(Records from a data source)
________________________________________
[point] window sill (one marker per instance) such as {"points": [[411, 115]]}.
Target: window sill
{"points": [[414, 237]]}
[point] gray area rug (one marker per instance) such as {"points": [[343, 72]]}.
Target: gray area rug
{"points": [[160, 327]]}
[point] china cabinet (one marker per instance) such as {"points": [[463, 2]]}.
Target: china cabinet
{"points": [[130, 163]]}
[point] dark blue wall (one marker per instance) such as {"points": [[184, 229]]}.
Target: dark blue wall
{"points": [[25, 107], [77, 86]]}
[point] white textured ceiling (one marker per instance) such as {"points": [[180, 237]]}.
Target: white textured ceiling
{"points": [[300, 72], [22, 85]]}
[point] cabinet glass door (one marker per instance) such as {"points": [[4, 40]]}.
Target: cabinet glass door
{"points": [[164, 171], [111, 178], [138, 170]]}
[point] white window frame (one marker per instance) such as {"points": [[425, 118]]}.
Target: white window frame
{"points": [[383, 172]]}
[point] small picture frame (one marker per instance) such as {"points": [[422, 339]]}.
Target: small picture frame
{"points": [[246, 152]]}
________________________________________
### TASK PROMPT
Give every record again, exactly as it reads.

### RESULT FOR THIS TASK
[point] window sill (one marker per instance) such as {"points": [[411, 115]]}.
Target: window sill
{"points": [[414, 237]]}
[point] gray area rug (one marker per instance) such as {"points": [[343, 72]]}.
Target: gray area rug
{"points": [[160, 327]]}
[point] china cabinet (one marker per instance) such as {"points": [[463, 2]]}.
Target: china cabinet
{"points": [[130, 163]]}
[point] dark blue wall (one marker per instance) such as {"points": [[184, 229]]}.
Target: dark blue wall
{"points": [[25, 107], [77, 86]]}
[point] white textured ceiling (one marker per instance) such as {"points": [[180, 237]]}.
Target: white textured ceiling
{"points": [[300, 72], [22, 85]]}
[point] cabinet glass door (one marker per instance) such as {"points": [[4, 40]]}.
Target: cabinet glass door
{"points": [[164, 171], [111, 178], [138, 170]]}
[point] white window frame (one marker per instance) such as {"points": [[425, 118]]}.
Target: white window frame
{"points": [[383, 172]]}
[point] small picture frame (one marker per instance) such as {"points": [[422, 339]]}.
Target: small picture frame
{"points": [[246, 152]]}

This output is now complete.